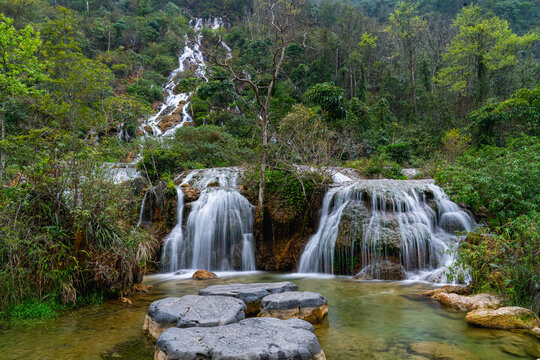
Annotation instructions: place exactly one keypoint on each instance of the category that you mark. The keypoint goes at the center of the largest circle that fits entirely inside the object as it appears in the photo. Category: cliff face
(284, 232)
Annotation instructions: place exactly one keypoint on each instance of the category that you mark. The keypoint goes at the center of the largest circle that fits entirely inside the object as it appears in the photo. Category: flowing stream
(218, 232)
(177, 104)
(362, 223)
(366, 320)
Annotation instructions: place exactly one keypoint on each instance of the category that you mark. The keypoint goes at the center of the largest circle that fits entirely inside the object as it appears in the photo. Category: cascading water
(177, 105)
(218, 233)
(366, 222)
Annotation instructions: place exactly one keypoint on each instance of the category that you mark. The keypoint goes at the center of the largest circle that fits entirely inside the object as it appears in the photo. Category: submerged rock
(384, 270)
(468, 303)
(204, 275)
(305, 305)
(436, 351)
(255, 338)
(251, 294)
(510, 317)
(191, 311)
(449, 289)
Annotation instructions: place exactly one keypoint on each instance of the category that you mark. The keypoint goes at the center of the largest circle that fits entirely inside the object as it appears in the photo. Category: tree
(406, 28)
(19, 67)
(481, 47)
(277, 20)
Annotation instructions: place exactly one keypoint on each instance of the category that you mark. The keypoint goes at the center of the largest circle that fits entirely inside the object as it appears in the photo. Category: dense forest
(448, 87)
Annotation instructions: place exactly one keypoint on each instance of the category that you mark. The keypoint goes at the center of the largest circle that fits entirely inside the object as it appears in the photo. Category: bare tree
(282, 21)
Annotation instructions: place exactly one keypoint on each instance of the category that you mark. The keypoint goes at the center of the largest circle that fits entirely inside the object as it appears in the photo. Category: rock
(436, 351)
(305, 305)
(141, 288)
(251, 294)
(190, 193)
(468, 303)
(384, 270)
(255, 338)
(191, 311)
(510, 317)
(204, 275)
(449, 289)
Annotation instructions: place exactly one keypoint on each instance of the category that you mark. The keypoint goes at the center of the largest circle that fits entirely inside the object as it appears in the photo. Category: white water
(389, 207)
(191, 58)
(218, 233)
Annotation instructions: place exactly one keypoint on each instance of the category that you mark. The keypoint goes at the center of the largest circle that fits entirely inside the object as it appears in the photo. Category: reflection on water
(367, 320)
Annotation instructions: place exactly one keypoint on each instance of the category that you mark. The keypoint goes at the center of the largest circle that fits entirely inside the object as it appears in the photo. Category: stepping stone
(305, 305)
(191, 311)
(251, 294)
(254, 338)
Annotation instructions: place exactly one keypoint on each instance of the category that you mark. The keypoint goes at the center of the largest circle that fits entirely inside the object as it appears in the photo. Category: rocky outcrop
(468, 303)
(449, 289)
(190, 193)
(251, 294)
(511, 317)
(305, 305)
(191, 311)
(256, 338)
(383, 270)
(442, 351)
(204, 275)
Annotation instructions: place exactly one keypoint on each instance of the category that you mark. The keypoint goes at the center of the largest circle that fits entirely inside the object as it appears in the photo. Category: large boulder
(191, 311)
(510, 317)
(305, 305)
(255, 338)
(204, 275)
(251, 294)
(442, 351)
(383, 270)
(468, 303)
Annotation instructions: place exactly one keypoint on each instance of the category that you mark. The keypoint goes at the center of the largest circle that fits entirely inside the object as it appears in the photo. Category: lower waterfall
(371, 222)
(218, 232)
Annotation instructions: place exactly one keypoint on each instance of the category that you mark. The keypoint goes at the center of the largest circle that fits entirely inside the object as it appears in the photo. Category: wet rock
(384, 270)
(255, 338)
(468, 303)
(251, 294)
(436, 351)
(204, 275)
(449, 289)
(190, 193)
(510, 317)
(305, 305)
(191, 311)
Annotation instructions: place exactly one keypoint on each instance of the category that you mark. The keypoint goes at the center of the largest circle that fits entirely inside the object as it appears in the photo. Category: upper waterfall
(174, 112)
(363, 223)
(218, 232)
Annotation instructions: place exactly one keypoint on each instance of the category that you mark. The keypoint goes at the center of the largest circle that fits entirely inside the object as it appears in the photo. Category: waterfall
(191, 58)
(218, 233)
(362, 223)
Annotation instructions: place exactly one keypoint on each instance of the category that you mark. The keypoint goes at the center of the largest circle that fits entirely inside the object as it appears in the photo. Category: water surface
(367, 320)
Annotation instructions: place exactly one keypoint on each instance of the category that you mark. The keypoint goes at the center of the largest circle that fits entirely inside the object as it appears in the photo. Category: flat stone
(441, 351)
(468, 303)
(192, 311)
(509, 317)
(305, 305)
(251, 294)
(255, 338)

----

* PROMPT *
Omit all pictures and repeat the rest of the records verbatim.

* SOLUTION FOR THIS EXERCISE *
Annotation instructions: place exactly one keypoint on each instance of the category that you mark. The keypoint goes at the center of the largest circle that fits entirely inside the object as it appears in the photo. Category: cliff face
(284, 232)
Annotation instructions: place exactly one keypoint on each instance of the category that you mark. The keypoint goes at the center of the largest circle that fits entirely inside the object as it appears in the photo. Category: flowing stream
(218, 232)
(177, 104)
(362, 223)
(366, 320)
Annotation instructions: place exactly one keypoint on each instance of the category that you mark. The keypoint goes at the center of the largest circle that fits entirely inside the object as it appears in the photo. Category: cascading water
(177, 105)
(218, 233)
(366, 222)
Annotation instructions: place exactly one keypoint on each instance of the category that you mark. The keypoint goes at the center of the largest circle that fits entirely inside the object as it appears in the photo. Category: submerged rock
(384, 270)
(468, 303)
(204, 275)
(305, 305)
(436, 351)
(255, 338)
(251, 294)
(510, 317)
(191, 311)
(449, 289)
Annotation instructions: place exactly one keypoint on each instance of the category that you mark. The keypoint goes at the center of the largest circle that fits entirely inside the object as it appears in the photo. Category: tree
(406, 28)
(19, 67)
(481, 47)
(277, 20)
Annotation instructions: place exactly one keypoint on each instance of the category that you mark. The keypoint goes at the center of the largest circle that fits entirely inside the object as it appears in the photo. Category: dense forest
(448, 87)
Annotation instructions: place exactly one keypoint on each instance of the category that you mark. The keypoint goes at the center of the largest circle that fits entirely inside the object as it appears in the photo. Category: bare tree
(282, 21)
Annotation instructions: place exactly one keypoint on each instance of the category that you mark. The keypoint goes at the center of the largest circle that fits entirely inside the object as it appears in the photo. Category: rock
(436, 351)
(305, 305)
(141, 288)
(251, 294)
(190, 193)
(468, 303)
(384, 270)
(255, 338)
(191, 311)
(510, 317)
(204, 275)
(449, 289)
Annotation instructions: place exactly one keypoint on each instance of the category that you mark. The keypoint goes at the center of the largest circle that fits entirely inside the object as it appears in the photo. Category: white water
(389, 207)
(191, 58)
(218, 233)
Annotation instructions: place exactly one keypoint on each instance of the category that you mark. The keypoint goes at the center of the largest circle that fits entirely inside the object as it appears in the photo. Category: reflection on water
(367, 320)
Annotation instructions: place exactly one keypoint on each instance of the category that you mark. The keypoint goes at the center of the largest circle that fits entirely inside the object as it appears in the photo. Category: stepping stone
(305, 305)
(191, 311)
(251, 294)
(254, 338)
Annotation instructions: place exactly one keypoint on each instance of the category that you mark. The keypoint goes at the center of the largest circle that fits entirely inside the object as it appears in the photo. Category: rocky outcrop
(468, 303)
(449, 289)
(190, 193)
(251, 294)
(511, 317)
(305, 305)
(191, 311)
(256, 338)
(383, 270)
(442, 351)
(204, 275)
Annotation instructions: place exactly one keypoint on each instance of the category that you mark. The keypoint goes at the center of the largest circle that fits entirely inside the object as it appears in the photo. Category: large boulder
(191, 311)
(510, 317)
(305, 305)
(255, 338)
(204, 275)
(251, 294)
(442, 351)
(383, 270)
(468, 303)
Annotation instructions: place exactly one keypoint on each instance of the category that you mark. The keypoint goes at the center of the largest circle that fits entirely inside the object as it appears in the photo. Category: lower waterfall
(371, 222)
(218, 232)
Annotation instructions: place exactly one keypoint on each instance of the category that you mark. The keypoint goes at the center of the largest circle that fits entirely inside the object as it appears in the photo. Category: wet rock
(384, 270)
(255, 338)
(468, 303)
(251, 294)
(436, 351)
(204, 275)
(449, 289)
(190, 193)
(510, 317)
(305, 305)
(191, 311)
Annotation instructions: place exactly one keypoint on each instance of the category that you mark. The keypoint goes at the center of the largest circle that fits entirely inside the object as it appears in the photo. Category: upper waterfall
(174, 112)
(363, 223)
(218, 232)
Annotation instructions: place exactly one keypoint on each instance of the category that you mark. The keypoint goes at the center of the largest circle that fits entirely inside the object as it appears in the photo. Category: waterfall
(191, 58)
(218, 233)
(362, 223)
Annotation instructions: place exactly one keypoint on each instance of the category that you mark. The keypoint goes at the center of the largest circle that fits entirely inside the object as it appears in the photo. Category: water surface
(367, 320)
Annotation instructions: place exactly one keypoint on each instance of the category that you mark. The keypoint goes at the center of the largest circle that fits entirely inside the object as it appears in the photo. Category: flat stone
(441, 351)
(468, 303)
(192, 311)
(509, 317)
(305, 305)
(251, 294)
(255, 338)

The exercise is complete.